(What you should do): Give back exactly the line that contains "Q: Locate the sky" and all the lines after it in the records below, to the very last, with no other output.

········

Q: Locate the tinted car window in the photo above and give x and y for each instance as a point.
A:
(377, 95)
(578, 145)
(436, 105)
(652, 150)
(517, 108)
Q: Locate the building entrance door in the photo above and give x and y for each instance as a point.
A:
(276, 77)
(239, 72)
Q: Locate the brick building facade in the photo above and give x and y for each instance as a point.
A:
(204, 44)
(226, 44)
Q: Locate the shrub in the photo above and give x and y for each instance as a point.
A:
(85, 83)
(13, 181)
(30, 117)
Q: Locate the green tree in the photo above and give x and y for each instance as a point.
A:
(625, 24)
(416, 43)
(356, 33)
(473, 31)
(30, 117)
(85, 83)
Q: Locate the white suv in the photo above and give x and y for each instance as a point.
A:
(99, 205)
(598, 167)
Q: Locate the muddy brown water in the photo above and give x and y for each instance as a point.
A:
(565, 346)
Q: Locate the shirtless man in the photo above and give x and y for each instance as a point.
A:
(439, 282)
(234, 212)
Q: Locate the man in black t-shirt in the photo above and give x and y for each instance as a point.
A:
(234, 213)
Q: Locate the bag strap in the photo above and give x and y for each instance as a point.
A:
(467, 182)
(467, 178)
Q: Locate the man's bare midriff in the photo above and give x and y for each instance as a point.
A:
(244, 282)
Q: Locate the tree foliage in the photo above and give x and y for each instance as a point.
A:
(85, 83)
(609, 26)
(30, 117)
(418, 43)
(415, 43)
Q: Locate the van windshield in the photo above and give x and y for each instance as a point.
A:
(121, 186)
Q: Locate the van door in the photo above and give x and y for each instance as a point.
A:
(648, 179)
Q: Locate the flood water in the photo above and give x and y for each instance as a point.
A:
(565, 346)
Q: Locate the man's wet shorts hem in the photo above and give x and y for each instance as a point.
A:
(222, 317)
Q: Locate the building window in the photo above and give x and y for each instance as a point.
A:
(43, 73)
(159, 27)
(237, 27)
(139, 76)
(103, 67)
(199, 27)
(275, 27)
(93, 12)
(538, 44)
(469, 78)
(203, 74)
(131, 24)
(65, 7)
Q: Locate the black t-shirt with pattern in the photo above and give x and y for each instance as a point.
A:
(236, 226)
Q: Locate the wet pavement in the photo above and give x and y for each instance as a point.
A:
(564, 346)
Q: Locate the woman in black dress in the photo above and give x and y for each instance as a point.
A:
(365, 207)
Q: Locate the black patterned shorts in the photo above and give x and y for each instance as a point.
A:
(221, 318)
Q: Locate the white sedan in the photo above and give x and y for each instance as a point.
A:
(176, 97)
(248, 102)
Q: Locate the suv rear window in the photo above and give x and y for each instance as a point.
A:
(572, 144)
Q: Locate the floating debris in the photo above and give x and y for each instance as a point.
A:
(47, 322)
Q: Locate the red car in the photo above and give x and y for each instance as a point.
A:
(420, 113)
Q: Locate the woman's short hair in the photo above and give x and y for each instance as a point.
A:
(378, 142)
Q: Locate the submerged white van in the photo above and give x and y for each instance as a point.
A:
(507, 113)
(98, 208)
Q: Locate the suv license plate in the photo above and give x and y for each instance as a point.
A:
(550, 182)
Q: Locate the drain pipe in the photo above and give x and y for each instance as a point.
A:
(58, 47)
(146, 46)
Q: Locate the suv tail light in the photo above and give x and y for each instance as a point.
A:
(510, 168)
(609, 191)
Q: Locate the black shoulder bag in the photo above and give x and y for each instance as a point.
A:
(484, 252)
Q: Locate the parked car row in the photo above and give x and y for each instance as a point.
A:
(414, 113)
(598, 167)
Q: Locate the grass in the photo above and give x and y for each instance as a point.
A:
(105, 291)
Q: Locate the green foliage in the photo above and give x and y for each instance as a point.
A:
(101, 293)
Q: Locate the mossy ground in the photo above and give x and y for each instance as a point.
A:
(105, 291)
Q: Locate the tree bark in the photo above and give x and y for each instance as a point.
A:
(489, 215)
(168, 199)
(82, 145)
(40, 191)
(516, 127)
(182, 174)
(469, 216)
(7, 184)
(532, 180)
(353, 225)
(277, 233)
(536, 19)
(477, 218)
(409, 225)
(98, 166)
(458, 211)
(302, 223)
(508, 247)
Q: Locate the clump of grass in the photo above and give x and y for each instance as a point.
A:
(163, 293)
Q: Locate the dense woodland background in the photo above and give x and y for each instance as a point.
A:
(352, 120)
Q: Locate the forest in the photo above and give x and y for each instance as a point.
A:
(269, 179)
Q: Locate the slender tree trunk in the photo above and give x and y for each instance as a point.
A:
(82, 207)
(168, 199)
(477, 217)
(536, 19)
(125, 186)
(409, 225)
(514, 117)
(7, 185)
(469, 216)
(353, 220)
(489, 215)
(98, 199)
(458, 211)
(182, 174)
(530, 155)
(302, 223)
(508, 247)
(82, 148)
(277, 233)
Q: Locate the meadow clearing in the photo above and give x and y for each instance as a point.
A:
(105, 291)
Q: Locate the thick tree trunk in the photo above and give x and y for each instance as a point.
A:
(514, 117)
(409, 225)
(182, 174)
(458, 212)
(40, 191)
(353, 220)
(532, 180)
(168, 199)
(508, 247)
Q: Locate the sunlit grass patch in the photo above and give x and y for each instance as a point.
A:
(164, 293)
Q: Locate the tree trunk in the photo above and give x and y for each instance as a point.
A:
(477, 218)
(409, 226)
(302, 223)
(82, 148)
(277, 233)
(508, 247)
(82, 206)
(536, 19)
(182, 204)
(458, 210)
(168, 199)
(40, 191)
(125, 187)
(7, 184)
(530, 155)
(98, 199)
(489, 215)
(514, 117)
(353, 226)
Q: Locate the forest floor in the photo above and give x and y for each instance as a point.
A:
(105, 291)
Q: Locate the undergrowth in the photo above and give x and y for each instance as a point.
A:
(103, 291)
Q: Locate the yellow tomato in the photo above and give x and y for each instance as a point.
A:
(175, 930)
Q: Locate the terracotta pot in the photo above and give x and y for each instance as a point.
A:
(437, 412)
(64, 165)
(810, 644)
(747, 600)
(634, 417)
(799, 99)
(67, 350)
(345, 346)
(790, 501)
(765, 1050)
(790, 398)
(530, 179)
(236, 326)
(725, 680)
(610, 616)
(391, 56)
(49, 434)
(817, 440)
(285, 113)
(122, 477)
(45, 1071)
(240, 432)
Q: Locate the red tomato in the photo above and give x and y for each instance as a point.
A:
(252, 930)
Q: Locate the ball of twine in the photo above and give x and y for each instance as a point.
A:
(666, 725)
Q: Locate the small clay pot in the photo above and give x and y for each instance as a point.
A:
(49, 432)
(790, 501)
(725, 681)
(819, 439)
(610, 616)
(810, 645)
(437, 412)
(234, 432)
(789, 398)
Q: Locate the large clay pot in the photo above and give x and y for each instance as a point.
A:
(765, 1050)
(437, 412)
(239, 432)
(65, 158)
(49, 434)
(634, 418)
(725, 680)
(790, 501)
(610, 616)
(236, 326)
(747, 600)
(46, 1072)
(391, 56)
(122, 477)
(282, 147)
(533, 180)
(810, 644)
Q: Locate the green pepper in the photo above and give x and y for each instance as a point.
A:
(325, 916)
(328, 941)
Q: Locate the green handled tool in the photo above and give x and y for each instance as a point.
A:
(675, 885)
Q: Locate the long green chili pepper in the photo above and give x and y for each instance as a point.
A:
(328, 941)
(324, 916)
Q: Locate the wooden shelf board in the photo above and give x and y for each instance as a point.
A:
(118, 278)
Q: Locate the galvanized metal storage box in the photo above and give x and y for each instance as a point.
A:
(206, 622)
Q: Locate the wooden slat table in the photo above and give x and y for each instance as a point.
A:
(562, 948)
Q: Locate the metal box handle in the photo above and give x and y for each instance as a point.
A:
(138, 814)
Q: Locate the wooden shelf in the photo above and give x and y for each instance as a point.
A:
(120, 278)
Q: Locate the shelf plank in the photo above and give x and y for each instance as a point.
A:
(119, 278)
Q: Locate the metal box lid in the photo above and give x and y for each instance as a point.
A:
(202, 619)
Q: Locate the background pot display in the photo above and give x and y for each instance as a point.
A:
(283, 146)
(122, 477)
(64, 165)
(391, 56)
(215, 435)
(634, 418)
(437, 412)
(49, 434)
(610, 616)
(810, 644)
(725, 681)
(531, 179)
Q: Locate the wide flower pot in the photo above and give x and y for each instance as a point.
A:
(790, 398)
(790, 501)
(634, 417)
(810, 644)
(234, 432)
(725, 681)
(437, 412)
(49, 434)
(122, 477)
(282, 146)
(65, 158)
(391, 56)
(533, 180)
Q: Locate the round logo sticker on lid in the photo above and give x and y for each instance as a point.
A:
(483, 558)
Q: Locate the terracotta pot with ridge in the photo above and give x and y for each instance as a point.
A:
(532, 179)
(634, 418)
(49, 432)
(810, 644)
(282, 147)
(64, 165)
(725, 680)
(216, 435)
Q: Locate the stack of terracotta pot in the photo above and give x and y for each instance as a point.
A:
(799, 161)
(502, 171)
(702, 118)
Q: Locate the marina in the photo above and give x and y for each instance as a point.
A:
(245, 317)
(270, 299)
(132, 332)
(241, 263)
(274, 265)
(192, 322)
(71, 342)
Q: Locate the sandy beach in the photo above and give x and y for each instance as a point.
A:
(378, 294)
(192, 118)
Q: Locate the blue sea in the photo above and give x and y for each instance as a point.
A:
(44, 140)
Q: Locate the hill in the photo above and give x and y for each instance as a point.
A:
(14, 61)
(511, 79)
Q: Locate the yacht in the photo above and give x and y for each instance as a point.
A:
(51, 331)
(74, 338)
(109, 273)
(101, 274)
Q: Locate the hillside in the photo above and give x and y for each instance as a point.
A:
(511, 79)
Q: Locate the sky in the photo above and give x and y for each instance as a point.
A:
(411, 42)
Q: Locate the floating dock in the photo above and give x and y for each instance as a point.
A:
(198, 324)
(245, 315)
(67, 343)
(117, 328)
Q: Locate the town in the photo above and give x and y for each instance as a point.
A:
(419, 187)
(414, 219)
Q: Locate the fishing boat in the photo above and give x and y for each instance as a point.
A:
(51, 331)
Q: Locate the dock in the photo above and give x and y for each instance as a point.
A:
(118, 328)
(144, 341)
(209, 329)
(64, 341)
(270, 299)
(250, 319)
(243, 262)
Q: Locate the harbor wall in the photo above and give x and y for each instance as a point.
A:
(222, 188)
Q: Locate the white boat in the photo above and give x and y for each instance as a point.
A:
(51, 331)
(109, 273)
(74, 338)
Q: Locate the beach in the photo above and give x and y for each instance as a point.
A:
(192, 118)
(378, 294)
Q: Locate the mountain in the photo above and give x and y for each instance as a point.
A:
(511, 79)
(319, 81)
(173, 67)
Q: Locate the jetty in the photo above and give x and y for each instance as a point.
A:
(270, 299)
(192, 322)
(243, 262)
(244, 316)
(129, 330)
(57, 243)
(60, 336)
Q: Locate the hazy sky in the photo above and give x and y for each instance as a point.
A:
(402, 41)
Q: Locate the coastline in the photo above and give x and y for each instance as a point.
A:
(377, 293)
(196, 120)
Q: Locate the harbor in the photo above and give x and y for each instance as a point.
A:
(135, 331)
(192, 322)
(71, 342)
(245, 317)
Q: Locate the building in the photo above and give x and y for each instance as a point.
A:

········

(Solution to this exercise):
Q: Locate the sky in the photo above and give x and y for each instance as a point.
A:
(411, 42)
Q: Locate the floating dock in the photo above and give x and y for each instance as a point.
A:
(198, 324)
(245, 315)
(67, 343)
(117, 328)
Q: Locate the town in the photo above and give x and y for each instance as a point.
A:
(419, 187)
(414, 219)
Q: Locate the fishing boat in the photo above and give x and y for each instance as a point.
A:
(51, 331)
Q: Locate the dock in the photo above and give x and y for each instance as a point.
A:
(118, 328)
(144, 341)
(209, 329)
(64, 341)
(270, 299)
(250, 319)
(243, 262)
Q: Locate the harbor wall in the photo above and give x and y for each instance as a point.
A:
(222, 188)
Q: Locate the white boat in the photo above and give x and y for each instance as a point.
A:
(51, 331)
(109, 273)
(74, 338)
Q: Locate the beach in the photo above and give x and y for each instance as a point.
A:
(192, 118)
(378, 294)
Q: Locate the mountain in the photo above and give x and y for each instance as a point.
A:
(511, 79)
(319, 81)
(173, 67)
Q: Locate the jetty in the photo above and give x and y for each instance as a point.
A:
(270, 299)
(192, 322)
(243, 262)
(244, 316)
(129, 330)
(57, 243)
(60, 336)
Q: Locate the hazy sky in the photo above and give x and y for each instance as a point.
A:
(402, 41)
Q: Locate the coastline in the photo above and give x and y for each instance as a point.
A:
(377, 293)
(196, 120)
Q: Locate the harbor in the photo above and give x and y for each instance as a point.
A:
(135, 331)
(192, 322)
(71, 342)
(245, 317)
Q: Locate the building in the photo above and give x and y for each instance as a point.
A:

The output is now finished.